▸ Supplied information
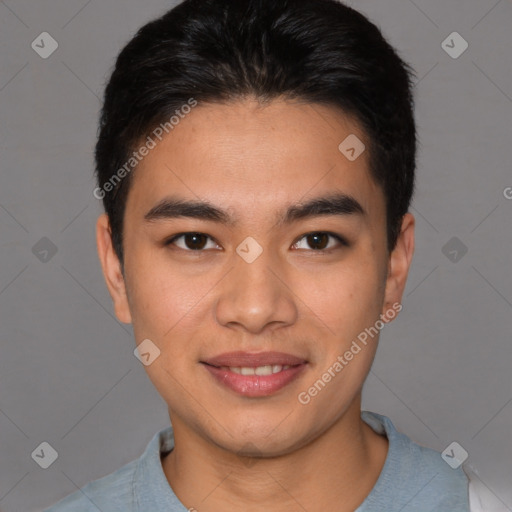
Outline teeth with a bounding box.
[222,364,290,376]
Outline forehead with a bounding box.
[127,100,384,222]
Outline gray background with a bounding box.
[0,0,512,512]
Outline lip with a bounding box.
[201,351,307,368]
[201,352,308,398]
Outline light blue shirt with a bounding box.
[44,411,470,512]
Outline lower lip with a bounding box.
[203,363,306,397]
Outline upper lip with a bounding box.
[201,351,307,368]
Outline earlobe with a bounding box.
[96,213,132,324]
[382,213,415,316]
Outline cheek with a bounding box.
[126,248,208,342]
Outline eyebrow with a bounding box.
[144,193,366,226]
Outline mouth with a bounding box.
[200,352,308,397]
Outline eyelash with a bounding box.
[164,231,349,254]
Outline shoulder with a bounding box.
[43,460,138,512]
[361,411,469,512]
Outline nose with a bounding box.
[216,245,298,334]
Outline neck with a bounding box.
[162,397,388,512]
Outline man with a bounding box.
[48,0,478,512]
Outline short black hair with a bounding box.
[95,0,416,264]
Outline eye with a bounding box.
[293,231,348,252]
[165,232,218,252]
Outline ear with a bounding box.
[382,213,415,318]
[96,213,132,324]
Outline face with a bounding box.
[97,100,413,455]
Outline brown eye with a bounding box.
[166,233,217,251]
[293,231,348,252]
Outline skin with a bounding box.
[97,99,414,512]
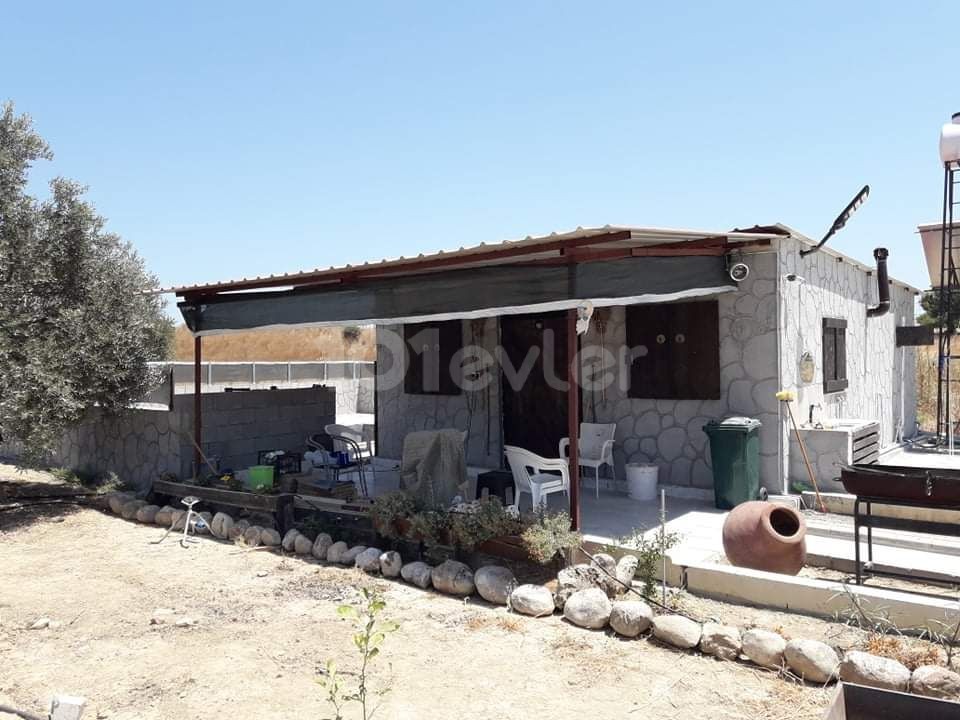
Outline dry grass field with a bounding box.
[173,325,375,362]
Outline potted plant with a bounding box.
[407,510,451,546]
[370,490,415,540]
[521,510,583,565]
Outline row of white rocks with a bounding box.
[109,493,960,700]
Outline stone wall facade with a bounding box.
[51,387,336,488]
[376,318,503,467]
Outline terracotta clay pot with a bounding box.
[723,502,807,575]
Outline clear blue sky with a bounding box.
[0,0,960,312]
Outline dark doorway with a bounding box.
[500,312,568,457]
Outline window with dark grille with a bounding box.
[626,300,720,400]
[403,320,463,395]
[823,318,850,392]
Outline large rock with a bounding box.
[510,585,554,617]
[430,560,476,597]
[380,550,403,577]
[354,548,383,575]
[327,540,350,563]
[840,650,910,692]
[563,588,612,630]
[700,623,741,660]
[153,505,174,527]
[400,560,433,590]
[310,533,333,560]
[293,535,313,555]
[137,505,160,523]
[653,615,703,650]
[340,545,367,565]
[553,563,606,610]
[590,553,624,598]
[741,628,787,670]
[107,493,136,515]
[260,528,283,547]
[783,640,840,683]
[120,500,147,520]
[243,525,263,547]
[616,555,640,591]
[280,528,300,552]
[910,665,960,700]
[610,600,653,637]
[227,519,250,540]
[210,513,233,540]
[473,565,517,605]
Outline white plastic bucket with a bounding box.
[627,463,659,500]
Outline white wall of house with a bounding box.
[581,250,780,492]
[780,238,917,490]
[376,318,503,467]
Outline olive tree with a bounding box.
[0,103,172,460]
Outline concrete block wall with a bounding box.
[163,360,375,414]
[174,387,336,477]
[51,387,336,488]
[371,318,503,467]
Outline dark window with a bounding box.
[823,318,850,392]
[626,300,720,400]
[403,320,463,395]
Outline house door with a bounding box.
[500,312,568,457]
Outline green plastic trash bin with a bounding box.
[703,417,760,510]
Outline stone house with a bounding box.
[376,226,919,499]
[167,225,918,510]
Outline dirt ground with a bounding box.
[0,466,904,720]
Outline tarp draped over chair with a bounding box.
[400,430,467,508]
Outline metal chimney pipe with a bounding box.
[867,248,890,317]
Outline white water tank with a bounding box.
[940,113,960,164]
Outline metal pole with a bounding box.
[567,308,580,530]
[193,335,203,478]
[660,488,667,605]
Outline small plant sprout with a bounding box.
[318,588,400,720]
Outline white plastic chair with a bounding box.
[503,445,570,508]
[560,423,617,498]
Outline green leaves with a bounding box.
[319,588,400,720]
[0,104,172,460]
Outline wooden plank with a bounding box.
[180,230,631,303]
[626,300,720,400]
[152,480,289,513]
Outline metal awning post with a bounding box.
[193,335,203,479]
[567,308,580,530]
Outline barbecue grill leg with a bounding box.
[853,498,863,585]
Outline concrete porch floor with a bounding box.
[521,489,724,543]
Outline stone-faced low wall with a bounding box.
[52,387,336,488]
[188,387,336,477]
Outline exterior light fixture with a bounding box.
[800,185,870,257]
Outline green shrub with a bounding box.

▸ Task details
Repeat the lines from the one containing "Outline mouth with a bounding box." through the one containing "[0,103,172,460]", switching "large rock" to "big stone" and changing nothing else. Leave the pictures out.

▸ Response
Outline mouth with a bounding box.
[200,352,308,397]
Outline eyelash with a bounding box.
[164,231,349,254]
Outline shoulder with a bounding box.
[43,460,138,512]
[361,411,469,512]
Outline nose with a bounding box.
[216,245,298,334]
Outline neck with a bounding box.
[162,397,388,512]
Outline man with a bounding box.
[48,0,478,512]
Outline short black hair with a bounding box.
[95,0,416,264]
Outline eye with a bounding box.
[293,231,348,252]
[165,232,218,252]
Outline ear with a bounding box.
[382,213,415,318]
[96,213,132,324]
Outline face with a bounding box.
[97,100,413,455]
Outline brown eye with a bounding box.
[166,233,217,251]
[293,231,348,252]
Outline skin with a bounding box.
[97,99,414,512]
Outline dry grass field with a bounding box.
[173,325,375,362]
Outline potted plant with a bounding box.
[407,510,451,546]
[370,490,415,540]
[521,510,583,565]
Outline row of white rocks with a bounding box.
[109,493,960,700]
Outline stone wall facade with a bounding box.
[51,387,336,488]
[376,318,503,467]
Outline terracotta clay pot with a bounding box.
[723,502,807,575]
Outline clear blue sky with a bounding box.
[0,0,960,312]
Outline dark doorway with a bounding box.
[500,312,568,457]
Outline window with dark grille with a bounding box.
[626,300,720,400]
[403,320,463,395]
[823,318,850,392]
Outline big stone with a bounding box.
[510,585,554,617]
[430,560,476,597]
[380,550,403,577]
[354,548,383,575]
[327,540,350,563]
[840,650,910,692]
[563,588,612,630]
[700,623,741,660]
[153,505,174,527]
[400,560,433,590]
[310,533,333,560]
[293,535,313,555]
[137,505,160,523]
[653,615,703,650]
[340,545,367,565]
[553,563,606,610]
[590,553,624,598]
[741,628,787,670]
[107,493,136,515]
[260,528,283,547]
[783,640,840,683]
[120,500,147,520]
[243,525,263,547]
[616,555,640,591]
[280,528,300,552]
[910,665,960,700]
[610,600,653,637]
[227,519,250,540]
[210,513,233,540]
[473,565,517,605]
Outline white plastic bucket with a bounding box.
[627,463,659,500]
Outline white wall of house with a bounding box.
[581,250,780,492]
[780,238,917,490]
[376,318,503,467]
Outline olive tree with a bounding box.
[0,103,172,460]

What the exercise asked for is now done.